--- START GIVEN INFORMATION ---

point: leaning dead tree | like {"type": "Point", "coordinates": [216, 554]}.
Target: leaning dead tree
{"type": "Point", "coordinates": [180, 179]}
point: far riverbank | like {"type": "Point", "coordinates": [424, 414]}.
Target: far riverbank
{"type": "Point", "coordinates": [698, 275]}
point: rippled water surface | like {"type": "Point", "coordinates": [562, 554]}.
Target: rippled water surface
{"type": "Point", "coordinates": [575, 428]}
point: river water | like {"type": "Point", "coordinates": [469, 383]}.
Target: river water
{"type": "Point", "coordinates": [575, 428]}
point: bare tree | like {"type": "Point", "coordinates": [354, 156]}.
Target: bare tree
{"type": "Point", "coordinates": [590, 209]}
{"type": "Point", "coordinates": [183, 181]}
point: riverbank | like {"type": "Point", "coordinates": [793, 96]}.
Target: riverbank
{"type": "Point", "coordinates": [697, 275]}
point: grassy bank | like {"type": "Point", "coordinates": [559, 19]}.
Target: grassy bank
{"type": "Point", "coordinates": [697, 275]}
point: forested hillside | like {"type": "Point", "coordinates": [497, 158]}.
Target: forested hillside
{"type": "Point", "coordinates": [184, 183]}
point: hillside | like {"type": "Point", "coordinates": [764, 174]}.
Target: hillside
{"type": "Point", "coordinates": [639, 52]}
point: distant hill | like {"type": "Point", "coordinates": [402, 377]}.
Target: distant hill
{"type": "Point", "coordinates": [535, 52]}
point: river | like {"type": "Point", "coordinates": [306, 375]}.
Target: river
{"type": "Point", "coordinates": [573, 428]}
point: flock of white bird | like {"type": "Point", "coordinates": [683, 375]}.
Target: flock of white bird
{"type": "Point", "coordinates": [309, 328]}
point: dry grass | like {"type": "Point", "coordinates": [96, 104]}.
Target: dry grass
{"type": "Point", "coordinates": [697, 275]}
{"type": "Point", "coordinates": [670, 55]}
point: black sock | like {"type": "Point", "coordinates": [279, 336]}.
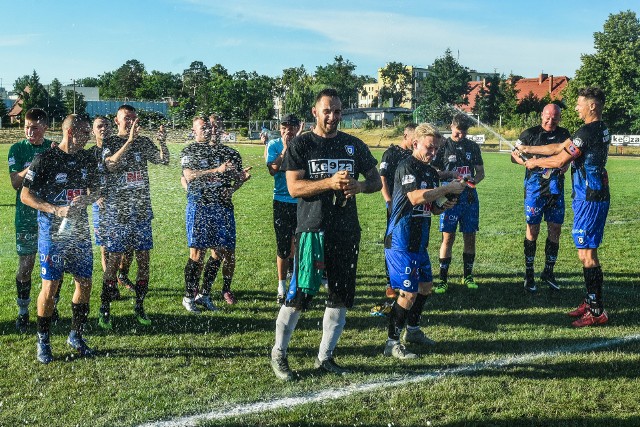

--- END GIVEN INFORMATION ---

Please write out the records above again, replacing "Target" with "Label" everywhere it appears and changing nothing else. Leave the pictures out of your answer.

FINAL RESULT:
point: leaning dead tree | like {"type": "Point", "coordinates": [216, 554]}.
Label: leaning dead tree
{"type": "Point", "coordinates": [180, 179]}
point: far riverbank | like {"type": "Point", "coordinates": [424, 414]}.
Label: far riverbank
{"type": "Point", "coordinates": [698, 275]}
point: rippled water surface | like {"type": "Point", "coordinates": [562, 554]}.
Label: rippled water surface
{"type": "Point", "coordinates": [575, 428]}
point: river water | like {"type": "Point", "coordinates": [469, 383]}.
Label: river water
{"type": "Point", "coordinates": [575, 428]}
point: bare tree | like {"type": "Point", "coordinates": [354, 156]}.
Label: bare tree
{"type": "Point", "coordinates": [590, 209]}
{"type": "Point", "coordinates": [183, 181]}
point: riverbank | like {"type": "Point", "coordinates": [793, 96]}.
Label: riverbank
{"type": "Point", "coordinates": [697, 275]}
point: grassy bank | like {"type": "Point", "coordinates": [559, 19]}.
Label: grassy bank
{"type": "Point", "coordinates": [697, 275]}
point: forested hillside | like {"type": "Point", "coordinates": [497, 158]}.
Label: forested hillside
{"type": "Point", "coordinates": [184, 183]}
point: hillside | like {"type": "Point", "coordinates": [764, 174]}.
Label: hillside
{"type": "Point", "coordinates": [639, 52]}
point: distant hill | like {"type": "Point", "coordinates": [402, 377]}.
Label: distant hill
{"type": "Point", "coordinates": [535, 52]}
point: river | like {"type": "Point", "coordinates": [306, 375]}.
Label: river
{"type": "Point", "coordinates": [573, 428]}
point: flock of white bird | like {"type": "Point", "coordinates": [683, 375]}.
Label: flock of white bird
{"type": "Point", "coordinates": [309, 328]}
point: dry grass | like {"type": "Point", "coordinates": [96, 104]}.
Label: dry grass
{"type": "Point", "coordinates": [697, 275]}
{"type": "Point", "coordinates": [670, 55]}
point: black sock | like {"type": "Point", "coordinates": [279, 336]}.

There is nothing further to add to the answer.